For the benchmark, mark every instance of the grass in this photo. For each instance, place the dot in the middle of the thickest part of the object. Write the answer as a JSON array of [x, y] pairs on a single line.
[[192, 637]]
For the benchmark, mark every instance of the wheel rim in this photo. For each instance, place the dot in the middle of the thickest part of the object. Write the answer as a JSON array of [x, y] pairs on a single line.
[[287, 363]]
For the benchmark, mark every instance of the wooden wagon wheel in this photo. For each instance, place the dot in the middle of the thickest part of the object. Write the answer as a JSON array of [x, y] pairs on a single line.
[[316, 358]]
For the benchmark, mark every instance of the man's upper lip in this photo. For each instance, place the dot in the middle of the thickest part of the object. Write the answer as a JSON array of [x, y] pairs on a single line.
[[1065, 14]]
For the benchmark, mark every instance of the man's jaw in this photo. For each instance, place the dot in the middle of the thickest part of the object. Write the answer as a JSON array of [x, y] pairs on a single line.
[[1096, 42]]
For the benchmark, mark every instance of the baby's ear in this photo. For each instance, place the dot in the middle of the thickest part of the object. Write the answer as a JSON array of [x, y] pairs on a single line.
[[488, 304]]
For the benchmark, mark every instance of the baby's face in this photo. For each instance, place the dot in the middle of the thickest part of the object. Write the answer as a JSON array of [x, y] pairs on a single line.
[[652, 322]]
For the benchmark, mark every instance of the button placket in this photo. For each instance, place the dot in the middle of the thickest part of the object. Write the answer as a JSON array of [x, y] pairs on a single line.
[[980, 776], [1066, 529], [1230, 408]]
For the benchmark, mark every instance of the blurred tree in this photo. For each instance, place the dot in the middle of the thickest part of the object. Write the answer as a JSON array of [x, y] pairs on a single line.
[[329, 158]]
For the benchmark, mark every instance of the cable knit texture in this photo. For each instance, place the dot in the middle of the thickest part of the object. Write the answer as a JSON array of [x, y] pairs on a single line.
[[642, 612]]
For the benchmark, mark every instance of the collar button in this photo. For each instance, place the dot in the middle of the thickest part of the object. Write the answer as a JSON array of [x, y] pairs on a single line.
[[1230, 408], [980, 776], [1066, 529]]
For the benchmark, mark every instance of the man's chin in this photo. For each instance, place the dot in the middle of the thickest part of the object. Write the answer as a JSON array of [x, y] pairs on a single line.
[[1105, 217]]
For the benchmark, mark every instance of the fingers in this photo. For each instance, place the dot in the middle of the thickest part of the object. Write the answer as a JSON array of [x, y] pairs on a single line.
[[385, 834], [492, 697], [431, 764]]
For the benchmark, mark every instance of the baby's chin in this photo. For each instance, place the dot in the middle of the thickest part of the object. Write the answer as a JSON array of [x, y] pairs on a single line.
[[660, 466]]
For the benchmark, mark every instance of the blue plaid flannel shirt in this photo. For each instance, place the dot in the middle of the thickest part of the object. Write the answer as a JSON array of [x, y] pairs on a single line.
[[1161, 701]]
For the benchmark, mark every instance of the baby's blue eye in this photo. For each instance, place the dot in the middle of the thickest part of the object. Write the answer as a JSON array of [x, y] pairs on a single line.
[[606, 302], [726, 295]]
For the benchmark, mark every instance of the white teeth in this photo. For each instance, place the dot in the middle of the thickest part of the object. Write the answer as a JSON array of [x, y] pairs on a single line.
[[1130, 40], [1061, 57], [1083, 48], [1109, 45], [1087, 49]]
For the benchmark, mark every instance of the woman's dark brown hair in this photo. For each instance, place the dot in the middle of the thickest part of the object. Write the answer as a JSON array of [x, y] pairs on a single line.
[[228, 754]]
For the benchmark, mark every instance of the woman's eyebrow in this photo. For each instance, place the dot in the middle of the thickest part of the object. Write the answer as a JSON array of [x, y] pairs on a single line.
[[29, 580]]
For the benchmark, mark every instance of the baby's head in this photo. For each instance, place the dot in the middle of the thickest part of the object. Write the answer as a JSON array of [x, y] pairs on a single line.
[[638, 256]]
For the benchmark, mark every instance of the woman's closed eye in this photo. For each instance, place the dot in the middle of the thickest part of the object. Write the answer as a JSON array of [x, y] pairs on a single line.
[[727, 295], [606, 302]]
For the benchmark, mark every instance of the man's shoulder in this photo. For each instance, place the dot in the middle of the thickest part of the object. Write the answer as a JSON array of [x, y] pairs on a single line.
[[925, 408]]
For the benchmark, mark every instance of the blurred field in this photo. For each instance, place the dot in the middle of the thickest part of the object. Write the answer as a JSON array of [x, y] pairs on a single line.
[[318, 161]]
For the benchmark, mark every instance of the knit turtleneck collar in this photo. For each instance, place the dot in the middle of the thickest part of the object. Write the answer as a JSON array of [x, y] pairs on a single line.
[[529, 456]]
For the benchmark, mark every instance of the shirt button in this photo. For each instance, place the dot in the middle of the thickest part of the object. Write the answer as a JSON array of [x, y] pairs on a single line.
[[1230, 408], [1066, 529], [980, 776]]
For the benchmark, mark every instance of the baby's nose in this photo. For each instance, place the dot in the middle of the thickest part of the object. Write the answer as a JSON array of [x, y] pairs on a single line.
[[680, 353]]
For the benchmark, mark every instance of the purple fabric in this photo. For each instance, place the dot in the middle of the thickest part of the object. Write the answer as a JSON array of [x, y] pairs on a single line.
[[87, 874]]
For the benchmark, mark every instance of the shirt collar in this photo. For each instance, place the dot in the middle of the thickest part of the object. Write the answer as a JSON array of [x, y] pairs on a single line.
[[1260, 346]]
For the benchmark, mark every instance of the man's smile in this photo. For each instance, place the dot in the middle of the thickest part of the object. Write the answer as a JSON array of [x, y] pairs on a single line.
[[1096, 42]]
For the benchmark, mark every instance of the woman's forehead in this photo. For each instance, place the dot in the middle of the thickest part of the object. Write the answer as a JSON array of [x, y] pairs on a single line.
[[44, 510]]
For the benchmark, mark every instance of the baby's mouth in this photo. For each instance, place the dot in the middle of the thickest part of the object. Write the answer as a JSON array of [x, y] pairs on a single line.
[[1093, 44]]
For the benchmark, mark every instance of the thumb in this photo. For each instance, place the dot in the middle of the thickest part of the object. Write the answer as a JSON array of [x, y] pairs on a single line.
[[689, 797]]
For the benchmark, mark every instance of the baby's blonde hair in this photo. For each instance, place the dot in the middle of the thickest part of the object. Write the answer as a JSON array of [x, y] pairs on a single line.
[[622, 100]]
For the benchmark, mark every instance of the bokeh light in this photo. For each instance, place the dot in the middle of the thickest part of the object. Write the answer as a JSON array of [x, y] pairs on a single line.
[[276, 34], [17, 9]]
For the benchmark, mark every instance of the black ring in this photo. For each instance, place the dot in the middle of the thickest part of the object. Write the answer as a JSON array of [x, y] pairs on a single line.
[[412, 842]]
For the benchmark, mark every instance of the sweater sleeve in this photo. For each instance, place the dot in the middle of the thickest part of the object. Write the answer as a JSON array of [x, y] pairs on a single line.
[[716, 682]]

######

* EXERCISE
Quote the data above word for word, every line from the first to the last.

* ANSWER TO THE EXERCISE
For the benchmark, mark every instance of the grass in this photo. For each instance, place the dot in the middle of the thickest part of the object. Write the answer as a JSON array of [x, y] pairs on a single line.
[[192, 637]]
For the benchmark, mark every instance of the wheel rim in this photo. For each instance, place the dot in the middle of the thickest part of the object. Write the answer as a JSON array of [x, y] pairs on a single line.
[[287, 363]]
For the benchmark, mark every instance of the wooden wagon wheel in this photo. For each instance, place the dot in the middle of the thickest part of the object. Write the answer as a JSON array of [x, y] pairs on a single line.
[[316, 358]]
For the benchmark, mark every instance of the man's upper lip in this photo. For each instance, place the dot in the middle of the thickest part of the object. Write the answer as a JSON array of [x, y] pairs on a single line.
[[1065, 14]]
For the benchmark, mark every instance of the man's jaw in this photo. For each instance, place the dot in the middle of the thickest part of the object. Write the answer as a JSON array of [x, y] pairs on a single line.
[[1096, 42]]
For the benchmark, mark every instance of the baby's ear in this photo. For each instance, place the dot in the middle of the thickest part of the object. Write the answer as a JSON array of [x, y] pairs on a single line.
[[488, 304]]
For the benchmark, mark every instance of the baby's face in this photo. For each instance, place the dot in the middle of the thickest part of the object. Write the answer as a JSON array of [x, y] pairs on a single line.
[[652, 322]]
For the benchmark, mark every instance of the button placket in this photo. For each instance, place the dot in the middle of the thickest part of the object. Write the answer as a JSON array of [x, y] pairs on a single line.
[[980, 776], [1066, 529], [1230, 408]]
For the benchmark, mark every instance of the blurred tree in this photo. For each instance, place the dot in the middle of the thickest part of the object. Write the answer as a JSON array of [x, y] pairs on a single line.
[[329, 158]]
For the benchmark, mark every instance of the cable knit texture in this photo. For each instance, place the dot in the middle of the thickest part of the object. Write the answer as a JSON array of [x, y] pairs on a single line.
[[642, 612]]
For the benchmark, mark every instance of the collar button in this photo. For each instance, place the dot in the middle of the thickest part of the object. Write the answer as a JSON array of [x, y] pairs on a single line.
[[1230, 408], [980, 776], [1066, 529]]
For the benchmark, mark every instance of the man's chin in this photo. For each instance, place the dot in the middle of the thickest part of the object. Write the answer as a JSON array of [x, y] pairs on a single line.
[[1105, 217]]
For the benchmark, mark every instance of the fingers in this photo. For each instance, place the dot in the middle of the thickest part of the object. Write the answer as a JSON array of [x, y] pairs on a single line.
[[385, 834], [492, 697], [431, 764]]
For the benchmark, mark every instance of the baby's chin in this photo. For each instance, place the dot in the middle of the thickest part of the object. Write the answer as a JSON array of [x, y] pairs on a single line.
[[660, 466]]
For the benchmark, mark every instance of the blue plaid flannel shirt in this photo. For each instance, place the dot in the middle of the thickest part of the object. Write the answer as a JSON array of [x, y] pairs on a single line.
[[1161, 701]]
For the benchmark, mark every instance of the baby's blue eye in this photo. For each instance, place the dot in the middle of the thickest part of the object. Write the answer as a JSON array of [x, y] pairs on a single line.
[[606, 302], [726, 295]]
For the benchmark, mark every instance of the white teeth in this photo. For each instance, place the dot in the middle of the thickest part of the object. Write the answer as a JSON array of [x, y] pairs on a single line.
[[1130, 40], [1061, 57], [1083, 48], [1109, 45], [1087, 49]]
For the benchmark, mark every instance of the woman's dark brown hair in this photo. For each instance, place the dot in the middle of the thickest part of the object. Write the answer as a JSON array of [x, y] pairs on a single line.
[[228, 754]]
For the benchmark, mark every instance of the woman's eyebrow in this photo. For each instance, place the dot in the middle of the thickest part of the object. Write the answer as a JSON array of [x, y] pairs on a single line.
[[29, 580]]
For the benchmark, mark every instance of the baby's head in this photo. For each instance, place the dot in the middle of the thickest part of the object. Write the answer as a JSON array of [x, y] pairs on a single line.
[[638, 256]]
For the benchmark, mark every instance of the woman's closed eye in this photo. For each instance, place the dot in the middle of the thickest part of the object. Write the answer as a JSON array of [x, y] pairs on a single line.
[[727, 295], [606, 302]]
For the benchmark, mark every instance of the man's shoulder in this photo. For each instance, place the dot in the middle of the thickest part of the object. Write the answer as a JSON array of [x, y] pairs on a single line.
[[925, 408]]
For the benchmark, mark every instance of the blurred field in this photo. For each instance, place the dot in the middle of the thickest part of the object. Write the answer as a JSON array of [x, y] pairs on a single line.
[[318, 161]]
For the benchmark, mark every instance of the knit turtleneck collar in this photo. For each instance, place the dot in the middle of the thickest part of the object. Write the answer as a JSON array of [x, y] pairs on a single line.
[[529, 456]]
For the benchmark, mark every instance of the shirt button in this photo. For each instance, place the dot in the middle of the thickest part of the object. Write the answer as a JSON array of [x, y] pairs on a single line.
[[1230, 408], [1066, 529], [980, 776]]
For the benchmark, mark every instance of the baby's nose in this photo. For each instance, place the dot in the middle of the thickest part of the object. Write the answer as a JSON array of [x, y] pairs on a single line.
[[680, 353]]
For the benchmark, mark every instance of the purple fabric in this photo. For each instance, place the dot in the middle of the thickest part of the object. Write the answer as a JSON array of [x, y] pairs on a single line.
[[87, 874]]
For the benchmark, mark every instance of the shirt collar in this photo. For each instance, place the dot in the middle of the thickest part of the object. Write the answer as a JSON array of [x, y] pairs on a single line.
[[1260, 346]]
For the benchmark, mark every instance of the man's smile in this photo. For each instance, place the dot in the middle of the thickest part of the object. Write the answer as a JSON array of [x, y] pairs on a single line.
[[1096, 42]]
For the benchmark, mark every instance of the woman's forehead in this photo. For each instance, place the dot in the middle of the thickest part of the object. Write the answer as a JSON array of [x, y] pairs on a single line.
[[44, 510]]
For the benchmark, mark every instance of the baby's mouth in this photo. For each instance, place the dot in the middle of the thickest part of the object. Write the answer as a JSON array of [x, y] pairs on a single line.
[[1093, 44]]
For the benchmark, mark every instance of the thumb in this photo. For each instance, place the dot in the middle of the thickest part of the object. Write the answer as a JSON array of [x, y] pairs on a single line.
[[689, 797]]
For the benchmark, mark every instance of the baby's blonde hair in this photo. For each instance, place the dot in the middle of the thickest part of the object. Write the answer as a JSON array of [x, y] pairs on a single line.
[[622, 100]]
For the benchmark, mark every instance of the bokeh light in this photo. For each instance, place the dot in the middle of the thickest part of the object. Write the answer as a JSON array of [x, y] pairs on a single line.
[[276, 34], [17, 9]]
For the benchmark, mark every instance of the black ring in this photo. For each instance, place the dot in the middle of the thickest part of the object. Write the answer as a JSON array of [x, y] pairs on a single line.
[[412, 842]]
For the benchmark, mark every instance of the sweater sleeve in this photo. For each instance, place the dot in the middle of the thickest part of the object. Write the answer as a JSON array of [x, y] pairs on a single line.
[[716, 682]]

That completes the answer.